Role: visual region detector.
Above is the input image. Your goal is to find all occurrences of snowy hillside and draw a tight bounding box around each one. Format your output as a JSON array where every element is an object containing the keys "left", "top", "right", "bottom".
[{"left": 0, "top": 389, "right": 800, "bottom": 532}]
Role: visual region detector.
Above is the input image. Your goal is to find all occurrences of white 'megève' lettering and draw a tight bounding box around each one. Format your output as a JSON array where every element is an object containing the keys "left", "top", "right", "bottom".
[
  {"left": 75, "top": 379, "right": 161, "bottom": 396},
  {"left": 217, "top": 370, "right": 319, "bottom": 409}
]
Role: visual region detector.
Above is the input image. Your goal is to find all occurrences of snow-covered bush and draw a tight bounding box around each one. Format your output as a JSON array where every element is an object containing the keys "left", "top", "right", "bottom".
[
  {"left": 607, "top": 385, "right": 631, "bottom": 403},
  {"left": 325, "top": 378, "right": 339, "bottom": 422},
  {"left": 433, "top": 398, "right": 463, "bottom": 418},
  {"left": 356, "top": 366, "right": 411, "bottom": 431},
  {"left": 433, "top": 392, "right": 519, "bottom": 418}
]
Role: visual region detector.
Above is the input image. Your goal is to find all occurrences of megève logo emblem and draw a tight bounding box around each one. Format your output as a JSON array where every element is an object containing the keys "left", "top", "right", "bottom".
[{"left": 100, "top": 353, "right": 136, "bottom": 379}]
--------------------------------
=== What the task asks ===
Pull out each line of the items above that contains the word "every".

=== The output ===
Above is the input image. Your goal is to find all occurrences of snowy hillside and draw a tight bounding box around each one. Format your output as a JSON array where every element is an object containing the keys "left", "top", "right", "bottom".
Above is the input image. Your goal is to find all occurrences of white 'megève' lettering and draw a tight bounding box around each one. Format your output as a JSON array where every element is an object containing the keys "left", "top", "right", "bottom".
Above is the input image. Your goal is to find all occurrences of snow-covered bush and draw a tight bounding box around each one. Format your output as a JSON array where every element is an object containing the keys "left", "top", "right", "bottom".
Above is the input image. Your goal is to find all occurrences of megève logo emblem and draw a tight bounding box around each one. Format your output as a JSON array where every element is an object containing the keys "left", "top", "right", "bottom".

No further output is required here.